What to produce ▸ In the records, from the start up to and including the line with "[1118, 148]", change each "Target" to "Object" and give those lines back with nothing else altered.

(Point labeling records)
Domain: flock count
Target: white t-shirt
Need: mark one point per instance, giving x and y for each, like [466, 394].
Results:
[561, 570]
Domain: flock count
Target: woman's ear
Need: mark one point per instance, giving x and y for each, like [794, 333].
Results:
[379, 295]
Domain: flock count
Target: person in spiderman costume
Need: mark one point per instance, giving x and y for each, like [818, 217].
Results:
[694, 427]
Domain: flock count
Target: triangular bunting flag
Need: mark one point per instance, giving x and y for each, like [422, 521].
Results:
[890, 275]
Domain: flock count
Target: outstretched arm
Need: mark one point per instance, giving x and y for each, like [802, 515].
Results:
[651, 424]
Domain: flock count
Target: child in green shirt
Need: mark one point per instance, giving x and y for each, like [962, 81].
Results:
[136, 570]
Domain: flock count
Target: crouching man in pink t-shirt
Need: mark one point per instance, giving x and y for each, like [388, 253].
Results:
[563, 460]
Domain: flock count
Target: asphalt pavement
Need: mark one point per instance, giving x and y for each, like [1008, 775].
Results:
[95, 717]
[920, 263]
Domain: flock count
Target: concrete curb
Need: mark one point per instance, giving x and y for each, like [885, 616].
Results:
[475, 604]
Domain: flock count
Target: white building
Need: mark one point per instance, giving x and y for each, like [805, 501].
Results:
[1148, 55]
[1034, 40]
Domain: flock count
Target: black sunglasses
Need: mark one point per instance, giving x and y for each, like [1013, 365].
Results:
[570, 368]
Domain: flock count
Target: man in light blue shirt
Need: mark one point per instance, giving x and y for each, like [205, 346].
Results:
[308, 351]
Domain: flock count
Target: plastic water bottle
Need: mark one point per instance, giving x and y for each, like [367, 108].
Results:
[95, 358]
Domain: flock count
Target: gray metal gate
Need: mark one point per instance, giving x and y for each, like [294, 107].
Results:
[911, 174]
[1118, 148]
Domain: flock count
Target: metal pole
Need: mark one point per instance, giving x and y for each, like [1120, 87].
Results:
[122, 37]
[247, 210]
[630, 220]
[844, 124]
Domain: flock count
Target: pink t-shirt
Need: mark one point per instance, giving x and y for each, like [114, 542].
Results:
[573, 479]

Finished task ▸
Domain: flock count
Object: white t-shirt
Need: mark one point per instance, giving x and y for each, like [466, 394].
Results:
[561, 570]
Domain: flock count
Object: woman's ear
Need: mark one point per instance, giving x and y for each, like [794, 333].
Results:
[379, 295]
Domain: flock count
Object: person in spiderman costume
Need: mark one point per instance, giving x and y for each, like [818, 217].
Results:
[694, 427]
Domain: flock count
Object: triangular bunting flag
Need: mark one point per instance, giving x and y for each, like [422, 521].
Results:
[890, 275]
Domain: flock count
Object: outstretched arm
Need: mark one point per instance, giving x and y for each, like [802, 515].
Results:
[651, 424]
Domain: flock count
Object: child in green shirt
Need: mark one point per instance, giving x and y for each, like [962, 81].
Results:
[136, 570]
Domain: flock count
Object: crouching man in pink t-shirt
Need: mark one point per instance, giving x and y for each, like [388, 253].
Results:
[563, 460]
Domain: flock count
Object: asphalt pavement
Need: mark one point per instance, giving x and y for each, like [1008, 775].
Results:
[95, 717]
[920, 263]
Domain: flock count
Object: concrete curb
Need: mark one point per instance, giving x and y for each, like [885, 616].
Results:
[475, 604]
Domain: flock count
Object: white building
Need: mark one point per instance, giving x and y for each, like [805, 501].
Results:
[1148, 55]
[1034, 40]
Domain: flock count
Object: black sunglasses
Need: mark one point per instance, giving x and y for each, like [1013, 365].
Results:
[570, 368]
Domain: flock count
Object: man in light blue shirt
Need: mark one point per instance, giving x and y for each, like [205, 346].
Results:
[308, 351]
Domain: flock count
Object: plastic water bottle
Need: mark one point per instance, giving x and y for each, like [367, 108].
Results:
[95, 358]
Domain: flock count
Object: gray metal gate
Need: mark one point per instance, giving x and y for each, like [294, 107].
Results:
[911, 174]
[1118, 148]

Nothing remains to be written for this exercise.